====== Отрывок текста

Конечно, это был сильный импринтинг. Ощущение, что Путин с нами, что он — свой, не покидало никогда, даже когда движение закрывали, даже когда меня гоняли на допросы, взламывали почты. Никого, кто болел бы за Россию и ее будущее более искренне, чем Путин, я не знаю. Но одного Путина, увы, недостаточно, чтобы уследить за всем, что происходит. И все молодежки изначально были в первую очередь такими «связными президента», которые в меру разумения и возможностей поддерживали путинский курс.

============
====== Представленные данные

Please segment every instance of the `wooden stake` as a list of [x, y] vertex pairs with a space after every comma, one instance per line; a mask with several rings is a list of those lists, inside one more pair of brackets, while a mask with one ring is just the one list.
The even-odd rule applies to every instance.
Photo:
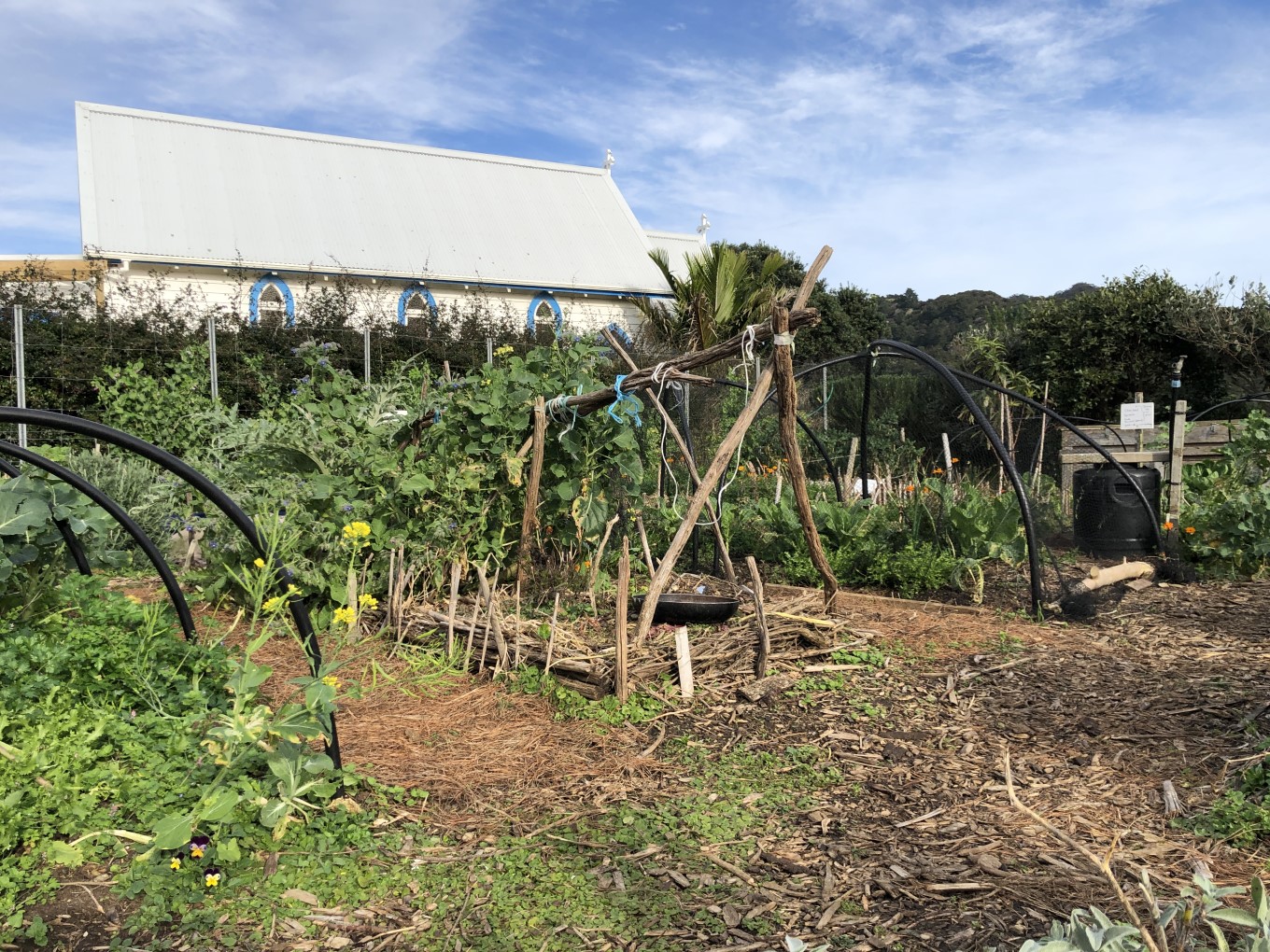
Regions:
[[653, 565], [653, 550], [648, 547], [648, 533], [644, 532], [644, 517], [635, 517], [635, 528], [639, 529], [639, 543], [644, 547], [644, 564], [648, 566], [648, 576], [652, 579], [653, 574], [657, 571], [657, 566]]
[[555, 619], [560, 614], [560, 593], [556, 593], [556, 607], [551, 609], [551, 625], [547, 626], [547, 660], [542, 666], [542, 674], [551, 674], [551, 649], [555, 647]]
[[[800, 308], [806, 303], [806, 298], [815, 287], [815, 275], [829, 261], [833, 249], [826, 245], [820, 249], [815, 261], [808, 270], [808, 281], [803, 282], [799, 294], [794, 301], [794, 307]], [[810, 284], [808, 283], [810, 282]], [[780, 409], [781, 447], [785, 449], [785, 458], [789, 461], [790, 489], [794, 490], [794, 505], [798, 509], [799, 522], [803, 524], [803, 536], [806, 538], [806, 547], [812, 553], [812, 564], [820, 572], [824, 583], [824, 602], [833, 600], [833, 594], [838, 590], [838, 579], [829, 566], [829, 560], [824, 555], [820, 545], [820, 533], [815, 528], [815, 518], [812, 514], [812, 500], [806, 491], [806, 470], [803, 468], [803, 447], [798, 442], [798, 383], [794, 380], [794, 335], [790, 331], [790, 312], [777, 306], [772, 314], [772, 349], [776, 367], [776, 397]]]
[[[626, 353], [626, 349], [622, 347], [622, 343], [617, 339], [617, 335], [613, 334], [607, 327], [602, 333], [605, 335], [605, 340], [608, 341], [608, 345], [620, 358], [622, 358], [626, 366], [632, 371], [638, 369], [635, 362], [631, 359], [631, 355]], [[665, 432], [671, 434], [671, 438], [674, 439], [676, 446], [683, 454], [683, 462], [687, 463], [688, 467], [688, 477], [692, 480], [692, 487], [696, 489], [697, 486], [701, 485], [701, 473], [697, 472], [697, 463], [692, 458], [692, 453], [688, 452], [687, 440], [683, 439], [683, 434], [679, 433], [679, 428], [674, 425], [674, 420], [671, 419], [669, 411], [662, 404], [660, 399], [658, 399], [655, 390], [649, 388], [648, 400], [650, 404], [653, 404], [653, 407], [658, 411], [658, 414], [660, 414], [662, 425], [665, 426]], [[719, 524], [719, 514], [715, 512], [714, 503], [709, 500], [706, 501], [706, 518], [710, 519], [710, 531], [714, 533], [715, 537], [715, 546], [719, 550], [719, 557], [720, 561], [723, 562], [724, 576], [728, 579], [728, 581], [735, 584], [737, 571], [732, 566], [732, 556], [728, 555], [728, 543], [724, 542], [723, 538], [723, 528]], [[649, 574], [650, 575], [653, 574], [652, 569], [649, 569]]]
[[[1049, 381], [1045, 381], [1045, 392], [1040, 399], [1041, 406], [1049, 405]], [[1049, 423], [1049, 416], [1045, 414], [1040, 415], [1040, 444], [1036, 447], [1036, 470], [1033, 472], [1033, 495], [1040, 490], [1040, 471], [1041, 463], [1045, 462], [1045, 425]]]
[[758, 575], [758, 562], [754, 556], [745, 556], [745, 566], [749, 569], [749, 585], [754, 593], [754, 618], [758, 622], [758, 650], [754, 652], [754, 677], [767, 677], [767, 654], [772, 649], [771, 636], [767, 632], [767, 612], [763, 611], [763, 580]]
[[[503, 637], [503, 626], [498, 621], [498, 607], [497, 599], [494, 598], [494, 589], [498, 588], [498, 574], [502, 567], [494, 570], [494, 585], [489, 584], [489, 579], [485, 578], [485, 567], [481, 565], [475, 566], [476, 569], [476, 581], [480, 585], [480, 597], [485, 599], [485, 604], [489, 605], [489, 632], [494, 635], [494, 647], [498, 649], [498, 666], [507, 670], [507, 640]], [[486, 641], [489, 640], [489, 632], [486, 632]], [[485, 652], [481, 651], [481, 664], [485, 663]]]
[[626, 607], [631, 590], [631, 541], [622, 536], [622, 557], [617, 562], [617, 670], [615, 673], [617, 703], [625, 704], [630, 697], [626, 669]]
[[455, 612], [458, 611], [458, 562], [450, 564], [450, 611], [446, 613], [446, 658], [455, 656]]
[[674, 630], [674, 660], [679, 664], [679, 694], [692, 697], [692, 649], [688, 645], [688, 626]]
[[525, 515], [521, 518], [521, 545], [516, 550], [517, 576], [530, 557], [533, 527], [538, 519], [538, 485], [542, 481], [542, 456], [546, 451], [547, 407], [540, 396], [533, 401], [533, 448], [530, 458], [530, 482], [525, 489]]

============

Суть задания:
A: Обновите часть отрывка начиная с "Конечно, это был" и до "поддерживали путинский курс." включительно, заменив "движение" на "сообщество".
B: Переведите на английский предложение из отрывка: «Но одного Путина, увы, недостаточно, чтобы уследить за всем, что происходит.»
C: Кем, согласно отрывку, изначально были все молодежки?
Данные никак не связаны с отрывком.

Ответы к заданиям:
A:
Конечно, это был сильный импринтинг. Ощущение, что Путин с нами, что он — свой, не покидало никогда, даже когда сообщество закрывали, даже когда меня гоняли на допросы, взламывали почты. Никого, кто болел бы за Россию и ее будущее более искренне, чем Путин, я не знаю. Но одного Путина, увы, недостаточно, чтобы уследить за всем, что происходит. И все молодежки изначально были в первую очередь такими «связными президента», которые в меру разумения и возможностей поддерживали путинский курс.

B: But Putin alone, alas, is not enough to keep track of everything that is happening.

C: В первую очередь такими «связными президента», которые в меру разумения и возможностей поддерживали путинский курс.